▶ **DIRECTIONS FOR THIS TASK**: Exactly as given, write out the lines from the one containing "of the photograph" through the end of the listing, with both ends included and nothing else.

Point annotation records
* * * * *
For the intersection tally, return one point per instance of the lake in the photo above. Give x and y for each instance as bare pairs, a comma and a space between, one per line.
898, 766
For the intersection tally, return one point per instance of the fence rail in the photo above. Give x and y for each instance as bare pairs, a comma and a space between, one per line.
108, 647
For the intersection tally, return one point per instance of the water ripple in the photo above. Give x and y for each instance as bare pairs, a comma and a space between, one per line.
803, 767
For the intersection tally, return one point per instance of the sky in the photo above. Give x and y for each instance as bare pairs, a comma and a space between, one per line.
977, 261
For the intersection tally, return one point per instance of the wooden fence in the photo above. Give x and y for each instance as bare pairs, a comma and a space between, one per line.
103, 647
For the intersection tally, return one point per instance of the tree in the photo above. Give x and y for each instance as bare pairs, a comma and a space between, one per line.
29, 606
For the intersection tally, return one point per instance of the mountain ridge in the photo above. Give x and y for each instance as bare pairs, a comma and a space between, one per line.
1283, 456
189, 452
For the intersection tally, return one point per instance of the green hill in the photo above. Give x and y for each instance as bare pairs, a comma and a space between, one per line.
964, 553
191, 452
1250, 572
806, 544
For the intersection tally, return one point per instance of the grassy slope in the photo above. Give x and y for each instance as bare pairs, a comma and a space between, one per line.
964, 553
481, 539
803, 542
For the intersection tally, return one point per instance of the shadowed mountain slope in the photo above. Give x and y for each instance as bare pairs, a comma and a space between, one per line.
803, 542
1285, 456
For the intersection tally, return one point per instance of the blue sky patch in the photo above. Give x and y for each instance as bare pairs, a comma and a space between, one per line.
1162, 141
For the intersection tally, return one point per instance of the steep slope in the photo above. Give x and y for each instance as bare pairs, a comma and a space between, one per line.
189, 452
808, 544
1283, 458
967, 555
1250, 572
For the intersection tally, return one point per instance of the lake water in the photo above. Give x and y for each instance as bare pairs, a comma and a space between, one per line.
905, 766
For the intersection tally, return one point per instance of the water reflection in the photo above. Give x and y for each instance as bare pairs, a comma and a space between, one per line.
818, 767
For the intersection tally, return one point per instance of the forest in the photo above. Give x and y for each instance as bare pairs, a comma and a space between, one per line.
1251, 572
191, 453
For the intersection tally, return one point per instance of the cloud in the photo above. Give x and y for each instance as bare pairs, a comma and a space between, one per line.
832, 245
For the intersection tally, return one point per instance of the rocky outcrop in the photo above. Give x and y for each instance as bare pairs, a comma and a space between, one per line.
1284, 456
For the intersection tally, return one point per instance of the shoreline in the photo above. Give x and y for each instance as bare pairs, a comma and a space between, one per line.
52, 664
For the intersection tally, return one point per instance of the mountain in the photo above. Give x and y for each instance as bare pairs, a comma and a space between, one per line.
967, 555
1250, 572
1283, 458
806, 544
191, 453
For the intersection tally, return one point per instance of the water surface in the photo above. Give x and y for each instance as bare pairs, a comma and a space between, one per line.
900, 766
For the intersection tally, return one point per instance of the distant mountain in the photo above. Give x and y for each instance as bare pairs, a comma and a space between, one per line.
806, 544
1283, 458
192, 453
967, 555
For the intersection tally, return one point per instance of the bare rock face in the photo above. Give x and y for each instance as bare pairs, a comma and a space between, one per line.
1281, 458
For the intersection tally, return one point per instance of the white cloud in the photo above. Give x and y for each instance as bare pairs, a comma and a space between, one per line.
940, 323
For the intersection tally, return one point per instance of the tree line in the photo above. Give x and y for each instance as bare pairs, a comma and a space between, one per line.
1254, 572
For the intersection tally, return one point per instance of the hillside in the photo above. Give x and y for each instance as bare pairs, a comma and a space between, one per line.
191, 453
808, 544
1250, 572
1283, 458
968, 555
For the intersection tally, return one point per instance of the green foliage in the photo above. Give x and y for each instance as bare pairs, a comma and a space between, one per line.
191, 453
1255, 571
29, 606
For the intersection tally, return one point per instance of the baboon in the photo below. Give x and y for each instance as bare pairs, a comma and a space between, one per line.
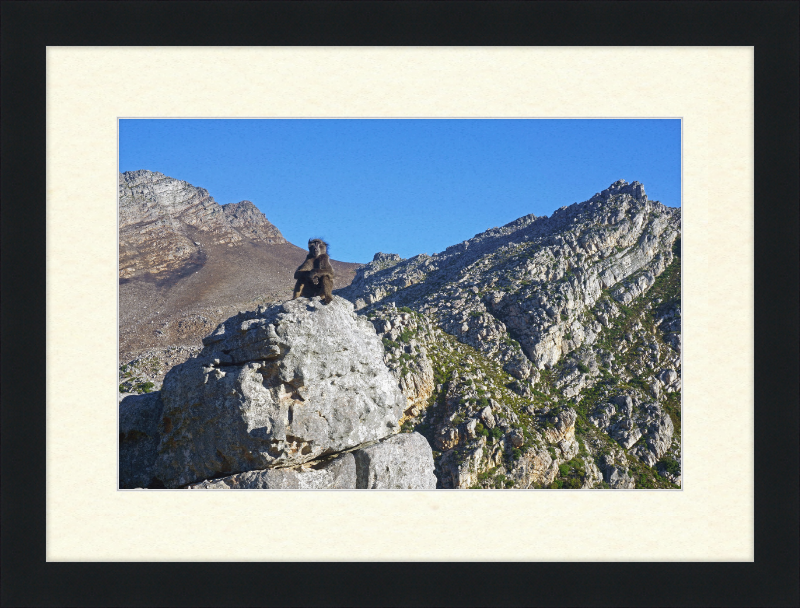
315, 275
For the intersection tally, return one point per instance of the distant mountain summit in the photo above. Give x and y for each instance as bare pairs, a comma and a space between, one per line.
186, 262
164, 223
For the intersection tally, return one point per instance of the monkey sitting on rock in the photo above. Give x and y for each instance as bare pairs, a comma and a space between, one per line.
315, 275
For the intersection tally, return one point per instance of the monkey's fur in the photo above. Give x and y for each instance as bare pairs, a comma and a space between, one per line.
315, 275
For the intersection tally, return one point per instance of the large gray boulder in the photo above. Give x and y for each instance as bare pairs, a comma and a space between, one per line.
276, 387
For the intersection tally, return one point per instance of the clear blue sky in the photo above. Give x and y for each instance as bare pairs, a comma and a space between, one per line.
404, 186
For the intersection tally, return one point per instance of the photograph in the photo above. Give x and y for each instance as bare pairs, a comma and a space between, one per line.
399, 304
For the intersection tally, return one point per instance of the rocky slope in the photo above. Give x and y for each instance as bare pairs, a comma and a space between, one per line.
186, 263
545, 353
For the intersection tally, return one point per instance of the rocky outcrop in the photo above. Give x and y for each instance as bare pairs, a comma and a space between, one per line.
404, 461
581, 311
276, 399
337, 474
519, 293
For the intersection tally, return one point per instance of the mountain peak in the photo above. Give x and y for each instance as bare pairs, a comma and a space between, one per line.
619, 187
* * * * *
▶ **THE SOLUTION**:
For the intersection tally, return one point per instance of the photograph in the photo above. Give x and y for each instance as bare pairs, a comma and a space between, one per line.
399, 304
For the intersection tally, return one point per instance of the rocky slope in the photo above. Give x and y for each instance as bare pairs, a comma and a space between, one per line.
186, 263
545, 353
For the intersection tally, return one point per instance of the rocky outcrop in the photo above. Give x and y for each instance as bare pairs, a comma and a space between, one per line.
404, 461
581, 311
276, 399
337, 474
519, 293
For the intersection tally, return one point per instance of the mountain peak in the photo above. Give x and y for each instance as bare pairs, a comma and a space between, one per line.
619, 187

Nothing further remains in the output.